GOAL:
According to the microdata message, what has Google offered to provide?

READING TEXT:

────

[whatwg] Microdata

Brian Campbell Brian.P.Campbell at dartmouth.edu
Wed Aug 26 10:11:05 PDT 2009


On Aug 22, 2009, at 5:51 PM, Ian Hickson wrote:

> Based on some of the feedback on Microdata recently, e.g.:
>
>   http://www.jenitennison.com/blog/node/124
>
> ...and a number of e-mails sent to this list and the W3C lists, I am  
> going
> to try some tweaks to the Microdata syntax. Google has kindly  
> offered to
> provide usability testing resources so that we can try a variety of
> different syntaxes and see which one is easiest for authors to  
> understand.
>
> If anyone has any concrete syntax ideas that they would like me to
> consider, please let me know. There's a (pretty low) limit to how many
> syntaxes we can perform usability tests on, though, so I won't be  
> able to
> test every idea.

Here's an idea I've been mulling around. I think it would simplify the  
syntax and semantic model considerably.

Why do we need separate items and item properties? They seem to  
confuse people, when something can be both an item and an itemprop at  
the same time. They also seem to duplicate a certain amount of  
information; items can have "types", while itemprops can have "names",  
but they both seem to serve about the same role, which is to indicate  
how to interpret them in the context of page or larger item.

────

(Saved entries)
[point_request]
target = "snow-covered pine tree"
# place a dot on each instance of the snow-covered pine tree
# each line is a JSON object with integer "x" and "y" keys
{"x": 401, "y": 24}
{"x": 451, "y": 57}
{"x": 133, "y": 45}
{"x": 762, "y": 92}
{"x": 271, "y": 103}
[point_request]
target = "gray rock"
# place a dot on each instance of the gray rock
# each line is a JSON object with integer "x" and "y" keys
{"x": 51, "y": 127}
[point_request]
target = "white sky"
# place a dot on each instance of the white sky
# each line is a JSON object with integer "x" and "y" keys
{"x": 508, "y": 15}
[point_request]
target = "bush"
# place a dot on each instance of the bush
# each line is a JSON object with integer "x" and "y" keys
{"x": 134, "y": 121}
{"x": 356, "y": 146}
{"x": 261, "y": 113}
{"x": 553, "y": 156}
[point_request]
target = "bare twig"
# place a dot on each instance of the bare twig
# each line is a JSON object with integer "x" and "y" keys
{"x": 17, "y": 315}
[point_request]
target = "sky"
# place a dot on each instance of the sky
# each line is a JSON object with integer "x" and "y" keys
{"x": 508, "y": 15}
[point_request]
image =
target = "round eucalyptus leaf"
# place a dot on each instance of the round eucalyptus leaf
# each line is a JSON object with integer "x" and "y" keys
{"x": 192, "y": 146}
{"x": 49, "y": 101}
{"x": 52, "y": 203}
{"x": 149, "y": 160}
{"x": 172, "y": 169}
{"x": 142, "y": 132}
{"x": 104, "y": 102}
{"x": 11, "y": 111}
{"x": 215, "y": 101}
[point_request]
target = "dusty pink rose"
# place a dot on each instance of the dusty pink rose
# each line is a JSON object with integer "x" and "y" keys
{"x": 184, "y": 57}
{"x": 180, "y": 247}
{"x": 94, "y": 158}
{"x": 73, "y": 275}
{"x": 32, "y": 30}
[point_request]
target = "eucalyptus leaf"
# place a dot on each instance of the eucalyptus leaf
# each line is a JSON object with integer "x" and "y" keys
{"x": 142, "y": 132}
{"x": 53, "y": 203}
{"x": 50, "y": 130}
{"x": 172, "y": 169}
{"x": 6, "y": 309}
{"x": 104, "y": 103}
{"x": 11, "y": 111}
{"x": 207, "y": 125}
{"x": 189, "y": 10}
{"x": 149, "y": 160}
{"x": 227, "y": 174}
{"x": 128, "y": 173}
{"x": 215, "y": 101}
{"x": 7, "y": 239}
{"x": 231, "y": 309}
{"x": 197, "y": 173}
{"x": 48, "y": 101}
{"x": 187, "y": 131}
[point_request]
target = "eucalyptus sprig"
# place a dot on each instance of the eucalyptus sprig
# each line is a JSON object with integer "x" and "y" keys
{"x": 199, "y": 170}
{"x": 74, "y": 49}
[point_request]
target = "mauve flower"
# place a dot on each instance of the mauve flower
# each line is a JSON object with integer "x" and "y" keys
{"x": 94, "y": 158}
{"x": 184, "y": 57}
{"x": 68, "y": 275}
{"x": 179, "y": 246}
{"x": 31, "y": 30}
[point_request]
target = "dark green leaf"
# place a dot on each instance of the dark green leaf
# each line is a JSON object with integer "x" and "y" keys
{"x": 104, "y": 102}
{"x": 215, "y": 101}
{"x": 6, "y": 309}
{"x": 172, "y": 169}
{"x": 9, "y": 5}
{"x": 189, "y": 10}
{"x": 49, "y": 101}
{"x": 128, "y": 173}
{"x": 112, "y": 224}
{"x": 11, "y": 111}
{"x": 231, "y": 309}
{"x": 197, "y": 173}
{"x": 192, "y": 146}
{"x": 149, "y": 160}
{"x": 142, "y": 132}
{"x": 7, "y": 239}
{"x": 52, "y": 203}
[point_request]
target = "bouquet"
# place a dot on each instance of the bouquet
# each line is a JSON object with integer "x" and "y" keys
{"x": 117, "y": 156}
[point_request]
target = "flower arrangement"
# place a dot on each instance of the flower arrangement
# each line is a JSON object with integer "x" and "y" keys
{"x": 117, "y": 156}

────

ANSWER TO THIS TASK:
Usability testing resources, so that a variety of different syntaxes can be tried to see which one is easiest for authors to understand.